Yapılacak İşler.
**A.** Şapla şeker deyimini ele alan yazıya göre şap ile şeker hangi yönlerden birbirine benzer?
**B.** Şapla şeker deyimini ele alan yazıdan "Çıkıntılık yapmak da" sözleriyle başlayıp "ters düşen davranıştır." sözlerine kadar giden kısmı, bu sözler de dahil olmak üzere hiç değiştirmeden yazın.

### Seçilmiş Bölüm ###

“Şapla şekeri
karıştırmak” bir deyimdir. Şap ve şeker birbirine renk ve biçim olarak çok
benzeyen ancak işlevleri farklı olan maddedir. Birinin yerine diğerinin kullanılması
istenmeyen sonuçlar doğurur. Yani herkes ikisi de doğru yerde doğru kullanılınca
amaca hizmet eder. Bunun gibi insan davranışlarında veya kimi ifadelerde yersiz
yanlışlık arzu edilen sonucu vermediği gibi istenmeyen sonuçlarıyla yarar
yerine zarar bile verir.
Çıkıntılık yapmak da
benzer anlamda; yersiz ifade ve davranışları anlatan yerel bir deyimdir. Kişiler
istenmeyen davranışta bulununca “çıkıntılık yapma” diye uyarılır.
Burada
kastedilen çoğunluğa ters düşen davranıştır.
“Peki
bu sözlerin yazıya konan resimle ne alakası var?” diye tepki gösterilebilir.
Bana göre çok alakası var.
Şortuyla
otobüse binen bayana tekme atan kişiye haklı olarak gösteriliyor.
Ancak;
sosyal medyadaki haberlere göre bu tepki sanki sadece kadının otobüse şortuyla
binmesine tepkiye dönüşüyor gibi. Örneğin kimi erkeklerin şortla otobüse binip
tepki gösterdiği veya 25 Eylül’de kadınların belediye otobüslerine şortla
binerek bu tekme olayına tepkilerini ifade edeceği; kimilerinin bu tepkilere sosyal
medyada “doğru” diye onayladığı görülüyor.
Şimdi
eğri oturup doğru konuşmak gerek. Halka “o kadının şortla otobüse binmesi sizce
doğru mu?” diye soran bir anket yapılsa halkın ezici çoğunluğunun buna “doğru
değil” cevabı vereceği kesindir.
Aynı
insanlara “peki o kişinin şort binen bayana tekme atması doğru mu?” diye
sorulsa kadının şortla otobüse binmesini yanlış bulanların önemli kesiminin “ona
neymiş?” diye tepki vermesi muhtemeldir.
Buradan
anlaşılan ‘bir olay doğru anlatılabilirse; doğru sonuç alınacağıdır’
Yani
buradan anlaşıldığı gibi; sorun bir bayanın özgürce şortuyla belediye otobüsüne
binip binmemesi değil; her hangi bir kişinin bir başkasının özgürlüğünü kaba
gücüyle veya başka şekilde müdahale etmesinin doğru olup olmadığıdır.
Bunun
doğru tarifi “herkesin kendi sınırları içinde özgür olması; kimsenin kimsenin
yaşam biçiminden inancını yaşamasına kadar farklı yaşamasını kimsenin
karışamaması ancak bu kişisel özgürlüklerin yasalarla güvence altına
alınmasının laiklik olduğudur”
Yani
burada öne çıkarılması gereken kadınların şortuyla otobüse binmesi değil; bir
bayanın şortuyla özgürce belediye otobüsüne binmesinin; umuma açık yerlerde
bulunmasının, başını örtmesi veya örtmemesinin; yani herhangi bir kişinin
ötekinin yaşam biçimine karışmamasının yasalarla güvence altına alınmasıdır.

### Sağlanan Bilgiler ###

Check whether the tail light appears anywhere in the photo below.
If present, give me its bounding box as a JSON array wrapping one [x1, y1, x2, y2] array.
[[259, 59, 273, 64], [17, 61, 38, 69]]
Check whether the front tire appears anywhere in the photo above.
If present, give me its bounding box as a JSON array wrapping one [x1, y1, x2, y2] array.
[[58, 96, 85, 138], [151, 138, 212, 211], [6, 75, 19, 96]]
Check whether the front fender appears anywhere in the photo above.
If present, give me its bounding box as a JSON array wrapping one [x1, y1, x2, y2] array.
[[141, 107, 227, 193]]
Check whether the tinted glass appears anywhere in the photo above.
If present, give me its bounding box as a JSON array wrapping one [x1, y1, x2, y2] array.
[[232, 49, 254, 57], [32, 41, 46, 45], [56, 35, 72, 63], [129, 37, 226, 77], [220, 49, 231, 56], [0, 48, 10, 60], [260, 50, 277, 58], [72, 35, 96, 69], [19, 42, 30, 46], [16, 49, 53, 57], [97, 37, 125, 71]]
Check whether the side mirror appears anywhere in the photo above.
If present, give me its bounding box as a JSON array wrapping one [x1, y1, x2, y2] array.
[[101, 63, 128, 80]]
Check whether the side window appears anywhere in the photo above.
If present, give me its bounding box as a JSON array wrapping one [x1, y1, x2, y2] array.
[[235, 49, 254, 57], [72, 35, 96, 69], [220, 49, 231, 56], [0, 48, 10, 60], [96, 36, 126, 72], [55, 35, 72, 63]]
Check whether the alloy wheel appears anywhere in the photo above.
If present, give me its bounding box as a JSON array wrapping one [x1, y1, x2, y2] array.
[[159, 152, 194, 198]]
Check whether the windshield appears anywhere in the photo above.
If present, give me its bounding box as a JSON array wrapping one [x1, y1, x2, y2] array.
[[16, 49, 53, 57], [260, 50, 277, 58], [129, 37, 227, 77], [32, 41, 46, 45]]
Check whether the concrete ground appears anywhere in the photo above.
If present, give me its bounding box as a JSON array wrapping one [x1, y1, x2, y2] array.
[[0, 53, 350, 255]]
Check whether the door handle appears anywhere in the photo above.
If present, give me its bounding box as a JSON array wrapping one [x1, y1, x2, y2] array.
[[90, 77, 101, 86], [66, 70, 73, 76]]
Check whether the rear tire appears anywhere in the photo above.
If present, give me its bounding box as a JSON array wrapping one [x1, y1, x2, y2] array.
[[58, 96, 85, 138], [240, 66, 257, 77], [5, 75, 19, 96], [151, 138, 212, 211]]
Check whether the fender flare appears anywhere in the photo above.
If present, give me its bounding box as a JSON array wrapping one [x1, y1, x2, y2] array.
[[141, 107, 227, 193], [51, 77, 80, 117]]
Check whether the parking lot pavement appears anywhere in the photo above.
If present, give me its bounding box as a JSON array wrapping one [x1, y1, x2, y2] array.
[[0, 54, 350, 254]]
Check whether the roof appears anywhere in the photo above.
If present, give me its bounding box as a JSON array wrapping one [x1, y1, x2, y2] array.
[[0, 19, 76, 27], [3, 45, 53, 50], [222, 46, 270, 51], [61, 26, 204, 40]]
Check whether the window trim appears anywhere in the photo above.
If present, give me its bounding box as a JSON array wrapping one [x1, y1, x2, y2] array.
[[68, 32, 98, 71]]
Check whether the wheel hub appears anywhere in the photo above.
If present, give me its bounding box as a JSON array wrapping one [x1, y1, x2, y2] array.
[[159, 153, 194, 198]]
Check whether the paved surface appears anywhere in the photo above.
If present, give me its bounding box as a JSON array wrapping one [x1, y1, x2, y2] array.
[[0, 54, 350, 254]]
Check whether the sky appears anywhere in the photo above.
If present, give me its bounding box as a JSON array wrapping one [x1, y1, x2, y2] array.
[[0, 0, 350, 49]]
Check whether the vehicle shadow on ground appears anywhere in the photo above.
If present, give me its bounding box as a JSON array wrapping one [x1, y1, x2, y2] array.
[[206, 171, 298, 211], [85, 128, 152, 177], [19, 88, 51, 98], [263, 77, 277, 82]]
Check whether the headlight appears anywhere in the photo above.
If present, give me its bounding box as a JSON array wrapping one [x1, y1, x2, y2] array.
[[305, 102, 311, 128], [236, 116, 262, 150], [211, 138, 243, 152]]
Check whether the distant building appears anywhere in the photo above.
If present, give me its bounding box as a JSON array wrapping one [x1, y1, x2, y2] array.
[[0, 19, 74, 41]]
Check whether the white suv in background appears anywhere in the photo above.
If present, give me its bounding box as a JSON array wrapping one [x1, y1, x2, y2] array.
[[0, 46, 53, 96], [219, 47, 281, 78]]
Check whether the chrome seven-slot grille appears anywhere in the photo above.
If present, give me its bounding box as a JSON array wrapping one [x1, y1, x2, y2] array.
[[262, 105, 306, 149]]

###

Sonuçlar.
**A.** Renk ve biçim olarak.

**B.**
Çıkıntılık yapmak da
benzer anlamda; yersiz ifade ve davranışları anlatan yerel bir deyimdir. Kişiler
istenmeyen davranışta bulununca “çıkıntılık yapma” diye uyarılır.
Burada
kastedilen çoğunluğa ters düşen davranıştır.